Problem statement => For the records below, tally the lines that include the word "point" and report the number alone.
**** Material to process
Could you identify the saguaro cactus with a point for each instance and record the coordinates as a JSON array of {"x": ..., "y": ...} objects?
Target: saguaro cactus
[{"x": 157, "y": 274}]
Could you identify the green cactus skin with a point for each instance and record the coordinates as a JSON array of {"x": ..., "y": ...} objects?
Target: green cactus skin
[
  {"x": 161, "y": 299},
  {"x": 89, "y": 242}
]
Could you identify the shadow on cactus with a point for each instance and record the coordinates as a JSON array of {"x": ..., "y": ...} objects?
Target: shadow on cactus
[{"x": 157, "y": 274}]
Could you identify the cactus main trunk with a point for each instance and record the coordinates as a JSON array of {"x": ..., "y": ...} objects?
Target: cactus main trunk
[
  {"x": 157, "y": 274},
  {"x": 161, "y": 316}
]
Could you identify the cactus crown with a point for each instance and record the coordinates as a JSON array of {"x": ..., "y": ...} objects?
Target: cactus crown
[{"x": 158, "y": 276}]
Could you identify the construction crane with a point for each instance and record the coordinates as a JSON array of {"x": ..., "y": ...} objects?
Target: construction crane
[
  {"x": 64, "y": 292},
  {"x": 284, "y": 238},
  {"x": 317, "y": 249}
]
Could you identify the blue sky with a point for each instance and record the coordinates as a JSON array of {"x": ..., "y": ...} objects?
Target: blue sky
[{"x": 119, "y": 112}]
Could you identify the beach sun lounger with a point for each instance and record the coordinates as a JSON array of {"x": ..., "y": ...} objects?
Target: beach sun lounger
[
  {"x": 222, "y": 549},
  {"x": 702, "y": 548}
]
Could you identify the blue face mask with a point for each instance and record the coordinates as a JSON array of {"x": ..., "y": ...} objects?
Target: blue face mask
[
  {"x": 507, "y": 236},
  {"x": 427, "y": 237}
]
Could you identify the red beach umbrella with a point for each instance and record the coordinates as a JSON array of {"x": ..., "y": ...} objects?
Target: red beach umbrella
********
Response to the exercise => 10